BEGIN Document passage

Thursday, February 6, 2014

But Sadly, Can't Be Fixed

Zooggy and I are chattering back and forth on this post about internal party railroading - which I continue to contend needs another name, but I'll let Zooggy define it in part:

"... When I talk about railroading, I'm talking about forced decision making, not necessarily specifying the subsequent events. From that, it should be easy to conceive of a party railroading a player. (As an example, another highly touted DM technique, illusionism, i.e. the art of putting the prepped encounter under the party's feet, regardless of what they decide to do, as if it had always been there, is also a form of forced decision making. The only difference is that illusionism is covert, whereas railroading is overt)"

There is more comment, and more writing in general on the subject, so I recommend reading all that Zooggy has to write on the subject.

One thing about situations like the above, and the whole range of what Zooggy calls railroading, "illusionism" and "Nurembergism," is that while we like to talk about these things, and refer to bad examples we've encountered, at some point the conversation begins to boil down to something like, "Hey, did you know there are bad people in the world?"

END Document passage

## Tasks to perform
1 - Retype the portion of the blog post on railroading starting at "Thursday, February 6, 2014" and ending at "on the subject.".
2 - In the blog post on railroading, what does the quoted passage give as the only difference between illusionism and railroading?
3 - Carry on the blog post on railroading from its final sentence.
The lines that come next have no connection to the blog post on railroading.

BEGIN Record excerpts

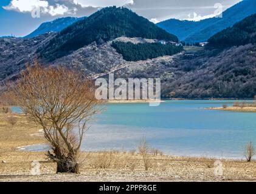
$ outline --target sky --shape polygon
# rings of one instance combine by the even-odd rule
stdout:
[[[0,0],[0,36],[24,36],[42,22],[89,16],[102,7],[131,8],[156,23],[170,18],[198,21],[218,15],[241,0]]]

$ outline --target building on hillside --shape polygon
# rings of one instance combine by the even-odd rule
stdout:
[[[206,45],[208,44],[209,42],[199,42],[199,45],[200,45],[200,47],[205,47]]]
[[[166,41],[159,41],[158,42],[159,43],[161,43],[162,44],[166,44]]]

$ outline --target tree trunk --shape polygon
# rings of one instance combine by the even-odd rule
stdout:
[[[79,165],[78,163],[71,164],[69,162],[57,162],[57,173],[79,173]]]

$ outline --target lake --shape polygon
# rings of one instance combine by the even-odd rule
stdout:
[[[151,147],[165,154],[241,159],[247,142],[256,145],[256,113],[205,109],[234,102],[167,101],[158,107],[109,104],[86,133],[82,149],[128,151],[136,149],[145,136]]]

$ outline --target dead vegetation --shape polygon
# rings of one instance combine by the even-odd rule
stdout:
[[[88,123],[100,111],[93,82],[78,72],[35,61],[8,89],[27,117],[43,128],[52,148],[46,155],[57,162],[57,172],[78,173],[77,156]]]
[[[11,115],[7,118],[6,121],[12,127],[13,127],[18,122],[18,118]]]
[[[252,142],[249,142],[245,147],[245,156],[248,162],[250,162],[252,160],[252,158],[255,154],[254,147]]]

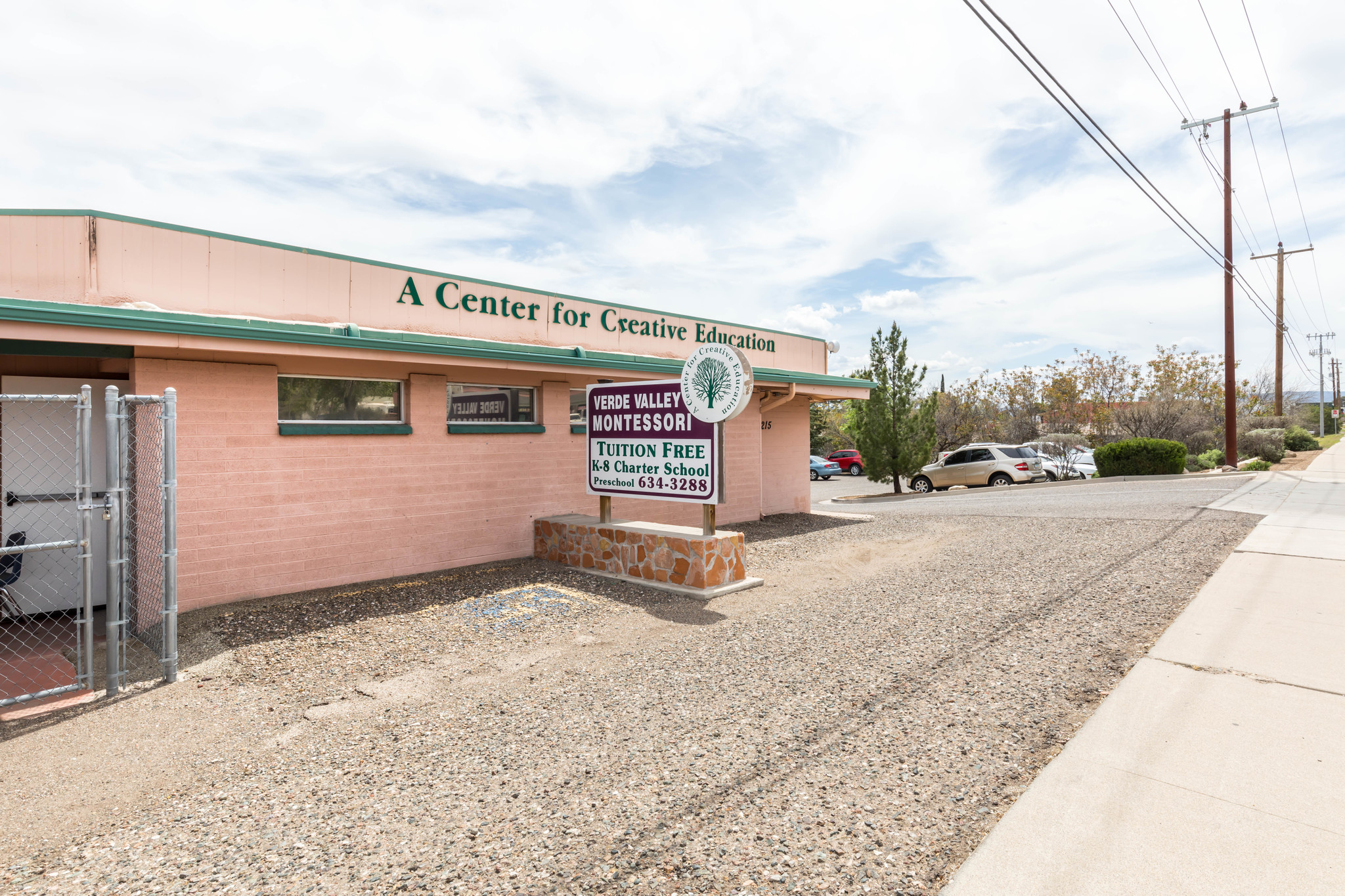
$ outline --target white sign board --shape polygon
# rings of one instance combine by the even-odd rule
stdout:
[[[722,423],[752,400],[752,364],[732,345],[702,345],[682,367],[682,403],[698,420]]]
[[[588,387],[589,494],[724,502],[724,427],[687,411],[681,387],[682,380]]]

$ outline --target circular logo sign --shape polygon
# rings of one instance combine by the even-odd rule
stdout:
[[[682,367],[682,403],[698,420],[732,420],[752,400],[752,363],[732,345],[702,345]]]

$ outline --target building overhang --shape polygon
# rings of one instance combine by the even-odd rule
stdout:
[[[300,353],[378,359],[433,356],[445,361],[479,361],[488,367],[617,373],[631,379],[671,379],[682,372],[682,360],[651,355],[599,352],[581,347],[538,345],[464,339],[433,333],[359,328],[340,324],[308,324],[257,317],[226,317],[125,306],[85,305],[0,297],[0,321],[22,325],[7,339],[28,343],[126,344],[136,357],[183,356],[182,352],[274,355],[282,347],[304,347]],[[129,336],[117,337],[117,333]],[[136,334],[143,334],[139,337]],[[164,339],[169,337],[169,339]],[[171,339],[178,337],[178,339]],[[327,349],[327,351],[321,351]],[[165,355],[165,352],[168,352]],[[34,351],[32,353],[43,353]],[[798,387],[814,399],[868,398],[877,384],[849,376],[753,368],[763,386]]]

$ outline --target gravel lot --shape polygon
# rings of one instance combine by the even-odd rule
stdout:
[[[862,481],[862,480],[861,480]],[[183,619],[8,723],[8,892],[935,892],[1256,517],[1243,484],[744,527],[702,604],[531,560]]]

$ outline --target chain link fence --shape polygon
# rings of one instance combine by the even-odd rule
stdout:
[[[95,607],[109,695],[178,678],[176,394],[90,398],[0,395],[0,708],[102,684]]]
[[[178,678],[176,395],[117,396],[108,408],[108,692]]]
[[[0,395],[0,707],[91,685],[90,459],[89,387]]]

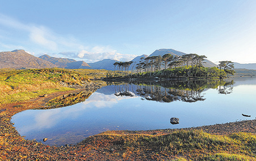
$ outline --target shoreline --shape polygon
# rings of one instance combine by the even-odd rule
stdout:
[[[71,146],[48,146],[35,140],[26,140],[21,136],[11,123],[11,117],[18,112],[29,109],[44,108],[51,99],[64,94],[84,91],[84,89],[75,89],[71,91],[60,92],[48,94],[46,97],[37,97],[22,102],[16,102],[6,105],[0,105],[0,159],[11,160],[16,159],[25,160],[39,159],[50,160],[126,160],[125,157],[120,155],[123,153],[123,147],[112,150],[119,146],[120,142],[111,142],[106,135],[120,136],[164,136],[182,130],[203,130],[211,134],[228,135],[233,133],[246,132],[256,134],[256,120],[244,120],[221,124],[215,124],[199,127],[182,129],[155,129],[150,130],[112,130],[106,131],[99,134],[89,137],[83,141]],[[109,144],[108,144],[109,143]],[[114,153],[115,152],[115,153]],[[123,152],[123,154],[124,152]],[[140,154],[140,153],[139,153]],[[146,158],[142,160],[155,160],[157,158],[171,159],[177,156],[169,155],[157,155],[157,154],[143,152]],[[131,153],[130,157],[136,158],[138,153]],[[128,159],[126,158],[126,159]]]

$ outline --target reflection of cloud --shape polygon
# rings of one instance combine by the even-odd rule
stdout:
[[[129,97],[117,97],[114,94],[104,95],[104,94],[95,92],[85,102],[70,107],[65,107],[51,110],[40,110],[37,114],[31,116],[34,119],[35,123],[25,125],[22,127],[22,133],[26,133],[29,131],[40,130],[45,128],[50,128],[58,122],[67,119],[74,119],[83,115],[82,111],[88,108],[110,108],[120,100],[133,98]],[[73,106],[73,107],[72,107]],[[35,114],[35,113],[33,113]],[[21,114],[22,115],[22,114]],[[24,117],[28,115],[24,115]]]

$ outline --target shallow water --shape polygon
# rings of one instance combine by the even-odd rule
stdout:
[[[256,117],[255,78],[114,84],[83,102],[26,110],[11,121],[26,139],[48,138],[45,144],[64,145],[108,130],[195,127]],[[180,124],[171,124],[171,118]]]

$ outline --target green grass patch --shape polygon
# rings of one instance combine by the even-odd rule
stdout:
[[[8,103],[36,98],[44,94],[73,89],[66,85],[81,85],[88,77],[75,71],[61,68],[0,70],[0,103]]]

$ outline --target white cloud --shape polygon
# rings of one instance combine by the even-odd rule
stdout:
[[[23,49],[26,51],[32,51],[31,53],[40,52],[40,54],[44,53],[50,55],[54,55],[53,56],[64,56],[68,58],[83,60],[88,63],[104,59],[130,61],[137,56],[118,53],[110,46],[87,46],[79,42],[72,36],[61,36],[46,27],[24,24],[0,14],[0,27],[1,26],[6,28],[2,31],[8,32],[9,34],[14,31],[18,32],[18,34],[22,33],[22,36],[20,36],[22,37],[22,39],[18,41],[20,45],[8,45],[6,42],[0,42],[0,46],[11,50]],[[1,32],[1,31],[0,31],[0,34]],[[12,34],[10,34],[10,35]],[[17,35],[15,36],[19,37]],[[16,40],[19,38],[19,37],[15,38],[7,35],[5,36],[0,35],[0,36],[1,39],[8,39],[9,42],[17,42]],[[74,50],[80,51],[70,52],[70,50]],[[60,50],[64,52],[61,52]]]
[[[57,49],[57,44],[53,40],[55,39],[50,32],[44,27],[32,27],[29,29],[29,38],[34,42],[45,46],[52,50]]]
[[[110,59],[118,61],[130,61],[136,56],[135,55],[125,54],[117,53],[116,50],[104,50],[104,47],[96,46],[92,51],[81,50],[78,55],[81,59],[98,61],[104,59]]]

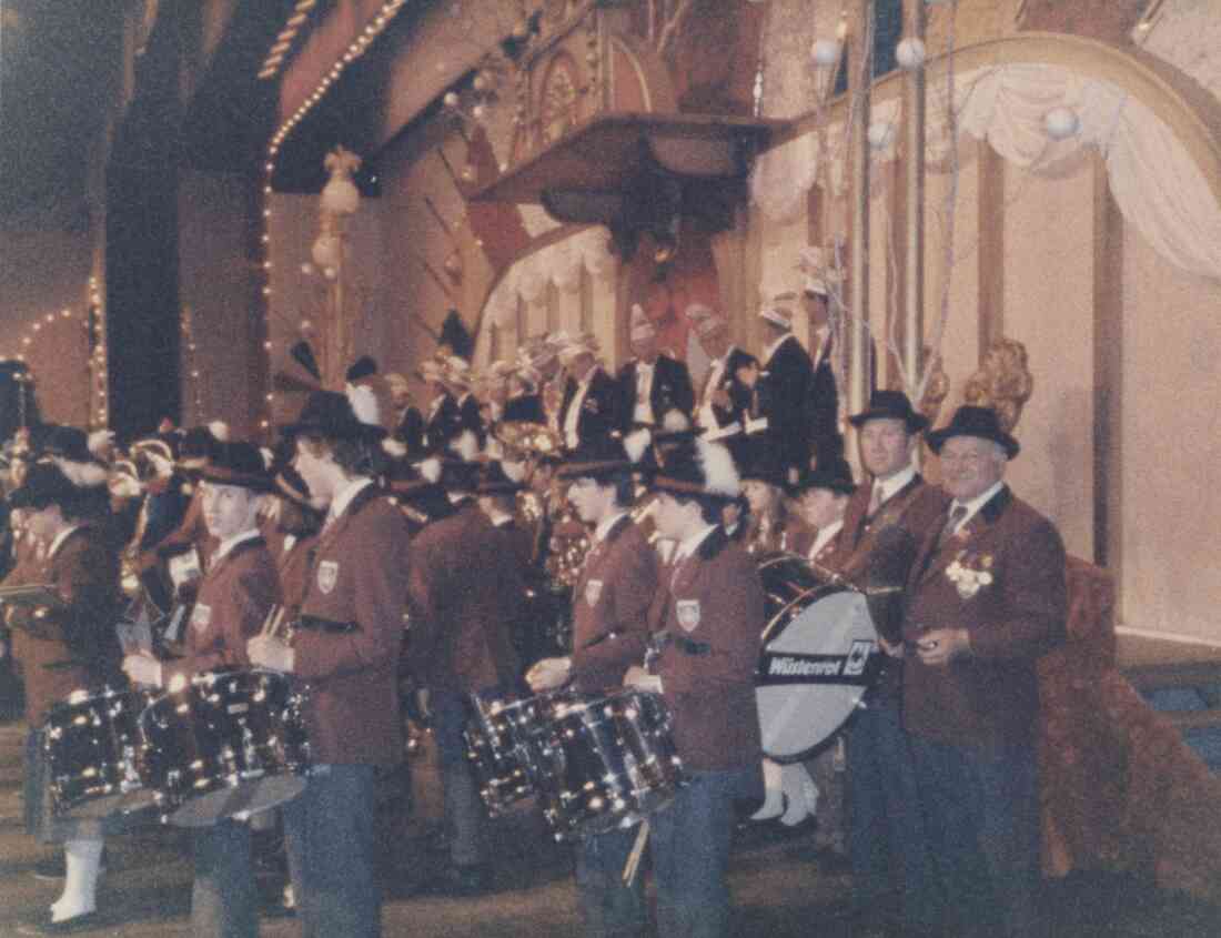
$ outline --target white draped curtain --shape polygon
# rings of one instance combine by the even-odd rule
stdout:
[[[928,88],[927,166],[945,172],[951,151],[949,94],[937,79]],[[1046,133],[1044,118],[1056,107],[1070,109],[1079,120],[1077,134],[1066,140]],[[1116,204],[1145,241],[1175,266],[1221,280],[1221,205],[1208,180],[1158,115],[1115,84],[1051,65],[987,67],[957,76],[954,109],[960,134],[988,140],[1031,172],[1053,173],[1083,148],[1098,150]],[[899,101],[879,101],[872,118],[874,127],[894,125],[890,142],[874,150],[874,159],[895,159]],[[821,178],[833,193],[842,192],[846,158],[842,125],[803,134],[759,158],[751,177],[752,200],[768,219],[792,221]]]

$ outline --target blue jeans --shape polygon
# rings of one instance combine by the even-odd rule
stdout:
[[[946,922],[963,936],[1044,934],[1034,750],[915,735],[911,747],[929,837],[927,881],[944,893]]]
[[[667,938],[729,934],[729,848],[734,802],[758,768],[694,772],[670,805],[650,817],[657,933]]]
[[[223,820],[195,832],[190,933],[195,938],[254,938],[259,901],[250,862],[250,826]]]
[[[281,810],[302,938],[379,938],[374,767],[317,765]]]
[[[899,701],[878,695],[858,710],[845,749],[853,904],[932,927],[941,903],[929,905],[938,888],[928,881],[928,835]]]
[[[432,711],[432,738],[441,769],[449,861],[454,866],[485,863],[488,857],[487,811],[479,796],[463,736],[471,714],[469,697],[457,690],[435,690],[429,697],[429,710]]]

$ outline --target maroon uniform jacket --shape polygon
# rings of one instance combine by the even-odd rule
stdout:
[[[319,535],[293,635],[315,762],[402,758],[398,660],[409,568],[407,519],[376,486]]]
[[[657,595],[657,551],[626,514],[585,554],[573,590],[573,684],[595,693],[623,684],[645,660]]]
[[[757,766],[755,669],[764,608],[755,559],[718,526],[659,576],[651,627],[663,647],[652,672],[662,679],[684,765],[697,772]],[[658,639],[663,631],[668,640]]]
[[[234,545],[212,562],[199,581],[183,640],[187,653],[162,666],[162,686],[168,686],[177,675],[189,678],[214,668],[250,667],[245,642],[258,634],[278,602],[276,564],[263,537]]]
[[[1063,544],[1007,487],[938,548],[945,520],[927,533],[912,567],[904,639],[915,647],[926,629],[962,628],[971,652],[941,667],[905,657],[907,729],[951,745],[1028,745],[1035,660],[1065,635]]]
[[[835,537],[836,550],[825,565],[862,586],[902,586],[924,535],[945,524],[950,498],[917,473],[869,518],[872,493],[872,486],[861,485],[849,497],[844,528]],[[893,601],[872,603],[871,612],[882,636],[899,642],[902,639],[902,597],[900,594],[891,596]]]
[[[473,693],[520,673],[509,638],[525,601],[520,558],[474,500],[415,535],[408,666],[436,690]]]
[[[50,585],[63,600],[61,614],[13,616],[13,657],[26,683],[26,721],[39,727],[50,708],[83,688],[120,678],[118,552],[99,524],[72,531],[55,553],[15,569],[5,585]]]

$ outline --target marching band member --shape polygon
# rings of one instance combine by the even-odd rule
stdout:
[[[653,480],[657,530],[678,548],[650,612],[653,653],[625,684],[664,697],[691,776],[650,820],[658,934],[728,933],[734,804],[762,793],[763,587],[755,561],[718,524],[739,487],[729,452],[703,440],[675,446]]]
[[[459,438],[474,457],[474,435]],[[444,794],[449,866],[431,885],[470,895],[491,887],[486,817],[463,730],[473,694],[503,697],[520,674],[509,624],[525,600],[520,557],[504,550],[474,493],[479,464],[442,460],[441,484],[455,512],[415,535],[407,662],[429,693]]]
[[[849,423],[857,427],[861,465],[872,481],[849,498],[834,557],[818,559],[861,585],[902,584],[916,544],[945,513],[945,493],[928,485],[912,462],[928,419],[901,391],[874,391],[869,405]],[[928,837],[921,813],[912,810],[918,804],[916,777],[901,719],[899,596],[888,614],[875,612],[888,664],[845,734],[852,903],[868,923],[891,917],[934,931],[933,910],[921,904],[929,895],[923,883]]]
[[[264,495],[272,490],[259,448],[245,442],[217,443],[199,479],[204,523],[217,546],[199,583],[186,655],[166,662],[144,652],[128,655],[123,671],[138,684],[189,686],[197,674],[247,667],[248,640],[280,602],[276,562],[258,524]],[[198,829],[194,859],[192,933],[198,938],[258,934],[250,826],[222,818]]]
[[[639,426],[661,426],[665,414],[678,410],[690,418],[695,405],[691,375],[684,363],[661,354],[657,326],[639,303],[631,307],[631,353],[635,355],[619,369],[620,429],[624,434]]]
[[[409,534],[371,476],[385,431],[361,423],[343,394],[314,392],[283,432],[327,517],[292,641],[256,636],[247,649],[252,664],[310,689],[314,766],[304,793],[282,807],[303,934],[368,938],[381,933],[375,772],[404,751],[398,662]]]
[[[535,693],[570,683],[597,694],[618,686],[628,666],[643,657],[658,561],[628,513],[635,462],[623,443],[607,438],[570,453],[559,469],[571,482],[568,498],[580,519],[593,525],[593,545],[573,592],[573,653],[530,668],[526,680]],[[576,885],[587,936],[635,934],[646,925],[639,881],[623,883],[635,837],[632,829],[612,831],[578,848]]]
[[[104,482],[99,467],[96,487],[105,496]],[[33,463],[10,503],[24,512],[27,530],[42,547],[5,586],[22,585],[17,580],[28,576],[27,584],[48,584],[61,600],[50,609],[12,606],[6,613],[26,683],[26,829],[42,843],[62,843],[66,860],[63,893],[42,920],[18,931],[68,934],[96,925],[103,835],[118,827],[110,818],[53,815],[42,727],[57,701],[73,690],[114,682],[118,673],[118,552],[94,517],[96,500],[51,462]]]

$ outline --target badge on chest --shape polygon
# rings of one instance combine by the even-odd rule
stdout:
[[[700,600],[679,600],[674,605],[674,611],[679,617],[679,625],[687,631],[695,631],[700,624]]]
[[[322,561],[317,565],[317,587],[325,594],[331,592],[335,589],[335,584],[339,580],[339,562],[338,561]]]
[[[212,624],[212,607],[204,606],[201,602],[195,603],[195,608],[190,611],[190,628],[195,631],[203,631],[209,625]]]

END Record excerpts

## Responses for each task
1 -
Thursday, February 6, 2014

But Sadly, Can't Be Fixed

Zooggy and I are chattering back and forth on this post about internal party railroading - which I continue to contend needs another name, but I'll let Zooggy define it in part:

"... When I talk about railroading, I'm talking about forced decision making, not necessarily specifying the subsequent events. From that, it should be easy to conceive of a party railroading a player. (As an example, another highly touted DM technique, illusionism, i.e. the art of putting the prepped encounter under the party's feet, regardless of what they decide to do, as if it had always been there, is also a form of forced decision making. The only difference is that illusionism is covert, whereas railroading is overt)"

There is more comment, and more writing in general on the subject, so I recommend reading all that Zooggy has to write on the subject.

2 - Illusionism is covert, whereas railroading is overt.

3 -
Just now I'm writing a section of my advanced role-play book about the importance of having authority at the table in order to properly run a game in which setting limits on the players will often make players unhappy. And the temptation is to put down a whole section which would amount to nothing more than, "Hey, stop being a dick."

The problem is, people are. And they're not likely to stop when asked. The case above, of the one fellow at the table who is everyone's bitch boy, including the DM's I presume, is a case in point. Here we clearly have a situation where one individual is lacking in self-respect, and a host of other individuals are lacking in personal responsibility. No matter what the game is, the only resolution is going to be the one individual taking steps to stop being exploited, and a series of bad events happening to the others that cause them to re-evaluate their moral compass.

The only question I feel needs to be answered here is this - is such behavior individualistic, or is it systemic? Is there something inherent about roleplaying games that offers entitlement to people who just want to be dicks?

Allow me an example. Not all that long ago, I was playing a regular game of ball hockey in a local gymnasium with about a dozen friends (plus a few joiners who would show up inconsistently). These were friendly games, with no fixed teams, with talented girls and untalented guys that played along together with the reverse. There was no strong sense of competition or counting of points (which would have run something like 45 to 40 for most of the games we played. There were some incidents, including some involving me, as I tend to get too aggressive when my blood is up, but apologies were made and on the whole, these were good games.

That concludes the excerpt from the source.